The problem » Exclude the pictures and retype the entries as written.

Data section »
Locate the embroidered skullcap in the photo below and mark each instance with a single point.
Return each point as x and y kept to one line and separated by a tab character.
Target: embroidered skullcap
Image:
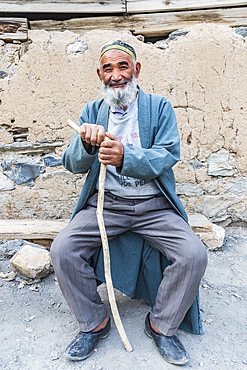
120	45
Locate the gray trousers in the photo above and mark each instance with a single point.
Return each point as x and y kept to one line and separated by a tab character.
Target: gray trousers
156	222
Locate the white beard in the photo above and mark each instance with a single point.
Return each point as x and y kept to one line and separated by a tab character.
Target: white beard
120	97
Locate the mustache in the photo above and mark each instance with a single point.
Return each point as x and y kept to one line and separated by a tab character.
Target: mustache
113	83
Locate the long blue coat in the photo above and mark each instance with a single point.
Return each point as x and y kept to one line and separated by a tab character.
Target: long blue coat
160	150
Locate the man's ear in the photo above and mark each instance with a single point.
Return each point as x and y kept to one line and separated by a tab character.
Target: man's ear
99	74
138	69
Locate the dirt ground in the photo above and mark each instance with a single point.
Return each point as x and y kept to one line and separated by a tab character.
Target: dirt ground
37	325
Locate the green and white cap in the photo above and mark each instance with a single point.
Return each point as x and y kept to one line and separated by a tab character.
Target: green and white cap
120	45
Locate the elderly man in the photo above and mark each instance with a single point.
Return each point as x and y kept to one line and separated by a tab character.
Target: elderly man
139	198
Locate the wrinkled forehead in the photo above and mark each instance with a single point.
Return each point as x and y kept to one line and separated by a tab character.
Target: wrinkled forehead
118	45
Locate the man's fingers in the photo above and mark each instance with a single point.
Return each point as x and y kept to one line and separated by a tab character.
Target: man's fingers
111	136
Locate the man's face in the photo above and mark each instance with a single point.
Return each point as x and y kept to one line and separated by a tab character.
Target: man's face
117	69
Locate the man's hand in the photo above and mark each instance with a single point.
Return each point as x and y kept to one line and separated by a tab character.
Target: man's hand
92	134
111	151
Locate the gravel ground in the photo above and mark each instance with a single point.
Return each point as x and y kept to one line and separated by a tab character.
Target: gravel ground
37	324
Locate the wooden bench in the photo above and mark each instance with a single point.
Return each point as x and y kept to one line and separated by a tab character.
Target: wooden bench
40	232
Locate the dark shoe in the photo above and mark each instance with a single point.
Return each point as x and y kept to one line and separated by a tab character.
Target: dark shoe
84	343
170	348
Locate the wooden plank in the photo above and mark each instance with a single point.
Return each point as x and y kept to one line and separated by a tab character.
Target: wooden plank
145	6
13	29
149	25
63	6
31	229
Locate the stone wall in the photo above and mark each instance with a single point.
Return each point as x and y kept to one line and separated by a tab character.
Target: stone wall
48	79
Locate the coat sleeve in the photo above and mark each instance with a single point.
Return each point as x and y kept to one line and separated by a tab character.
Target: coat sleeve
147	164
75	158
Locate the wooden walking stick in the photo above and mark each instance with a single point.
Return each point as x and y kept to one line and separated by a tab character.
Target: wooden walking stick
106	251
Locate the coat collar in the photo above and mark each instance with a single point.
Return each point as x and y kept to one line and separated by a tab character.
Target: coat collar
144	118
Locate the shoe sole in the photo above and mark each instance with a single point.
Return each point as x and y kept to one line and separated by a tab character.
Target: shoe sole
71	358
173	362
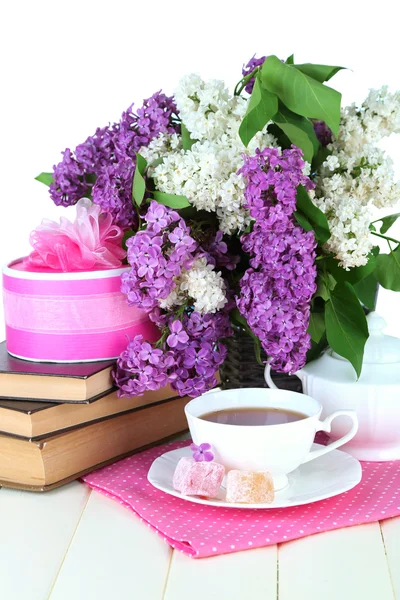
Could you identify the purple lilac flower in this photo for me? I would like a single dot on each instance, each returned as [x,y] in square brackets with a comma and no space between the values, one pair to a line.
[248,68]
[103,166]
[323,133]
[277,288]
[137,371]
[113,192]
[189,367]
[202,452]
[216,252]
[137,130]
[155,260]
[178,336]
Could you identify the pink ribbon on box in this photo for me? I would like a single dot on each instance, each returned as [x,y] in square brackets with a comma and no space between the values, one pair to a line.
[69,317]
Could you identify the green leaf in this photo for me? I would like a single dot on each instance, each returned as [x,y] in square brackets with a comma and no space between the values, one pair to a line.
[187,141]
[316,326]
[261,108]
[366,290]
[388,221]
[171,200]
[387,270]
[325,283]
[314,216]
[299,130]
[126,237]
[319,72]
[316,349]
[139,184]
[320,157]
[156,162]
[346,325]
[300,93]
[46,178]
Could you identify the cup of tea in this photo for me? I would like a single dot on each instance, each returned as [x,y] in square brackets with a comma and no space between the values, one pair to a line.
[257,429]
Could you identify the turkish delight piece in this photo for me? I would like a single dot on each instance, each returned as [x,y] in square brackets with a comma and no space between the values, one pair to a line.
[249,487]
[193,478]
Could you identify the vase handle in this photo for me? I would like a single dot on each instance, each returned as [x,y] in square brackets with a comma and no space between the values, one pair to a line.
[268,378]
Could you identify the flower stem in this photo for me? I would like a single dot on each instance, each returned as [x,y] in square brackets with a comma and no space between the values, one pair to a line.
[385,237]
[243,82]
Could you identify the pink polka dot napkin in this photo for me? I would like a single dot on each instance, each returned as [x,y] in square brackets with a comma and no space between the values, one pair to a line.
[200,531]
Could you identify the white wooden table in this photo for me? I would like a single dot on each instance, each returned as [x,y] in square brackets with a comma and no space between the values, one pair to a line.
[75,544]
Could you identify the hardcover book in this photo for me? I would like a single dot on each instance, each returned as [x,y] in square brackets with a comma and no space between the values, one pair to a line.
[32,419]
[53,460]
[56,382]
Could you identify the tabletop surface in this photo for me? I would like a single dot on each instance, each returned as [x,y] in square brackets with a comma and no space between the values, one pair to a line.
[74,543]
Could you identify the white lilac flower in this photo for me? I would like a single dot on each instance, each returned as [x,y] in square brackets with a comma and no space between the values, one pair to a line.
[202,284]
[358,176]
[207,173]
[349,221]
[159,147]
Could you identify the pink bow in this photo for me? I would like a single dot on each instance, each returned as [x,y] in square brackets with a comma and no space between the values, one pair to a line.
[92,241]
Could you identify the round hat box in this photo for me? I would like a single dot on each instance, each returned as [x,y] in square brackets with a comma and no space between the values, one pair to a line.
[69,317]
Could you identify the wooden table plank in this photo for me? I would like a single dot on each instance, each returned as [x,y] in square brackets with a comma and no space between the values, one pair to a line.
[249,575]
[113,555]
[346,563]
[35,532]
[391,536]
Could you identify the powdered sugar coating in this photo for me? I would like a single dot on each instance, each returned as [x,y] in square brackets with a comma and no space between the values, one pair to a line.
[193,478]
[249,487]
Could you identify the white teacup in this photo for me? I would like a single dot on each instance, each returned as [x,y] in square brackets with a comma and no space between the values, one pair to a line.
[278,449]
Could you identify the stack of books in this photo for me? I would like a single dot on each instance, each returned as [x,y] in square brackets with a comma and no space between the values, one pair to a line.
[60,421]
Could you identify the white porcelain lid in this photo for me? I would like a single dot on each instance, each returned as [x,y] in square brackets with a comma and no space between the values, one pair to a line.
[379,348]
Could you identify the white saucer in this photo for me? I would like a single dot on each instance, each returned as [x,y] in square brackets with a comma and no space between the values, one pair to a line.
[324,477]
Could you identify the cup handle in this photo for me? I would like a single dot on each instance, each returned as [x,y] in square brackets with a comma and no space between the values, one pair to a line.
[325,425]
[268,378]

Task response »
Locate the embroidered skullcap in the photo below and mark each instance with a single point.
Return each point as x and y kept to one line and separated by a tab character.
Target: embroidered skullcap
Image:
120	45
Locate the gray trousers in the photo above and mark each instance with a single point.
Return each point as x and y kept to one line and separated by a tab character.
Target: gray trousers
156	222
Locate the white beard in the photo above and mark each instance with a single point.
Return each point as x and y kept to one line and separated by a tab character.
Target: white beard
120	97
Locate the mustache in the photo above and mark each instance with a single point.
Return each point as x and y kept to one line and separated by a tab character.
Target: mustache
113	83
Locate the long blue coat in the photo above and mark each instance with a single point.
Return each point as x and y kept to one line and separated by a tab character.
Target: long blue coat
160	150
Locate the man's ear in the photo above and mark each instance with a single point.
Return each point as x and y kept to one line and separated by a tab character.
Target: man's ear
99	74
138	69
Locate the dirt ground in the photo above and mark each instance with a single point.
Return each point as x and y kept to one line and separated by a tab character.
Target: dirt ground
37	325
Locate the green and white cap in the photo above and mark each instance with a single point.
Return each point as x and y kept to one line and separated by a tab character.
Target: green and white cap
120	45
Locate the elderly man in the photo above and mark each instance with a single point.
Return each point as x and y kept to one line and separated by a tab character.
Target: elderly man
139	198
Locate the wrinkled forehead in the photo above and mark each instance with a single point.
Return each point as x and y kept to one line and separated by a tab character.
Target: wrinkled forehead
118	45
Locate the man's fingers in the photo above and mark each instance with a single point.
Return each point as x and y kept to one line and separated by a tab character.
Target: man's fingers
111	136
Locate the man's face in the photo above and mark each instance with a single point.
Return each point as x and y kept to one line and separated by a tab character.
Target: man's face
117	69
Locate the man's hand in the photo above and mark each instance with a single point.
Return each point as x and y kept to one line and separated by a tab character.
Target: man's hand
92	134
111	151
Locate the gravel ground in the photo above and mark each instance with a single point.
Return each point as x and y kept to one line and separated by a tab character.
Target: gravel ground
37	324
Locate the wooden bench in the photo above and mark each instance with a single point.
Return each point as x and y kept to one line and separated by a tab character.
Target: wooden bench
40	232
Locate the dark shoe in the photo above and mark each instance with a single point.
Return each point as x and y kept to one line and separated by a tab character.
Target: dark shoe
84	343
170	348
Locate the wooden plank in the photo above and mark each instance with a single point.
Return each point as x and y kept to one line and separated by a tab character.
Target: wooden plank
145	6
13	29
149	25
63	6
31	229
Locate the stone wall in the photo above and mark each instance with a single point.
Return each point as x and y kept to one line and separated by a tab character.
Target: stone wall
48	79
Locate the coat sleeve in the photo above and mark each instance with a single point.
Return each point as x and y kept to one line and separated by a tab character.
Target: coat sleeve
147	164
75	158
Locate the wooden walking stick in the photo above and mark each instance with a single point.
Return each point as x and y kept to one line and separated by a tab character.
Target: wooden walking stick
106	251
Locate the coat collar in the photo above and mark each instance with a single point.
Return each point as x and y kept to one line and separated by a tab character.
Target: coat collar
144	118
Locate the shoe sole in the photo above and mark each instance with a single point.
Return each point as x and y kept to one line and separated by a tab character.
Target: shoe sole
71	358
173	362
Could you identify the purple lilac flower in this photo for me? I would like a single dot on each instance, each returned as [x,y] in square brackets with a comma and no space between the values, one pair to a line.
[248,68]
[103,166]
[323,133]
[277,288]
[137,371]
[113,192]
[189,367]
[202,452]
[216,252]
[137,130]
[155,260]
[178,336]
Could you identify the pink ribbon on box in this photo for me? I would like a single dot on each instance, each returned as [x,y] in square brackets with a comma and no space between the values, one pair to a line.
[69,317]
Could you identify the green leaf in this photo for me? I would like a single dot on each instance, each returned as [x,y] in square brackets with a comma and no space between the values, one pair to a line.
[187,141]
[316,326]
[261,108]
[366,290]
[388,221]
[171,200]
[387,270]
[325,283]
[314,216]
[299,130]
[126,237]
[319,72]
[316,349]
[139,184]
[320,157]
[156,162]
[346,325]
[300,93]
[46,178]
Could you identify the cup of tea in this photo for me? I would like a single dot on each instance, each returned as [x,y] in square brackets with a comma and no space between the values, one pair to a line.
[257,429]
Could you identify the turkish delight piece in this photo for me? I would like a single dot on each instance, each returned as [x,y] in square brackets with a comma and no space between the values, one pair to a line.
[249,487]
[193,478]
Could you identify the vase handle in this photo for me? I would like a single dot on each instance, each returned as [x,y] in square brackets with a comma and no space between the values, one pair to a line.
[268,378]
Could you identify the flower stem in this photo for me? I would like a single dot on each instance, each returned as [x,y] in square brackets with a comma and no space between the values, one pair to a line.
[385,237]
[243,82]
Could you identify the pink polka dot napkin in this photo for me? I would like a single dot on each instance, each returned as [x,y] in square brackets with a comma and no space between the values, one pair to a line.
[200,531]
Could you identify the white wooden table in this photo for me? I would like a single dot on each instance, each returned as [x,y] in square brackets with a comma and no space between the values, one pair to a line.
[75,544]
Could you identify the hardcover book in this photo for me? I would like a single dot on each instance, each returned as [x,y] in square brackets with a comma and no space between the values, one pair to a line.
[32,419]
[53,460]
[56,382]
Could you identify the tabletop surface in this photo for me? I would like a single dot on each instance, each returned as [x,y] in square brackets with a comma and no space between the values, one pair to a line.
[74,543]
Could you identify the white lilac flower in this photo for me? I would like a single dot on each instance, each returned as [x,y] in square brackets with a comma and no space between the values, one pair to a line.
[202,284]
[358,176]
[207,173]
[349,221]
[159,147]
Could you identify the pink bow in this photo for me? I would like a single dot on each instance, each returned as [x,y] in square brackets with a comma and no space between the values, one pair to a line.
[92,241]
Could you identify the round hat box in this photo for me? I would like a single dot on each instance, each returned as [x,y] in square brackets with a comma and no space between the values, one pair to a line.
[69,317]
Could you identify the wooden table plank in this photo for me? I would like a single dot on each instance, each returned as [x,y] in square brackets with a comma and no space between the values, one pair to a line.
[249,575]
[113,555]
[346,563]
[35,532]
[391,536]
Could you identify the powdered sugar coating in this photo for me? I would like a single dot on each instance, each returned as [x,y] in square brackets with a comma and no space between the values, one pair to a line.
[193,478]
[249,487]
Could you identify the white teacup in this photo for me? I would like a single dot on each instance, each returned as [x,y] in square brackets with a comma and no space between the values, one pair to a line.
[278,449]
Could you identify the stack of books in this photo for me? I would like a single dot on each instance, each returned as [x,y] in square brackets with a comma and no space between the values, one pair to a line.
[60,421]
Could you identify the white porcelain lid in this photo for me? I would like a single dot on each instance, each returned as [x,y] in square brackets with a comma and no space between the values, one pair to a line.
[379,348]
Could you identify the white saucer in this photo for me? I would like a single dot on each instance, each returned as [x,y] in square brackets with a comma and no space between the values, one pair to a line.
[324,477]
Could you identify the cup handle in this photo for me? I would like a single dot on each instance, each returned as [x,y] in square brackets with a comma and no space between the values, one pair to a line.
[325,425]
[268,378]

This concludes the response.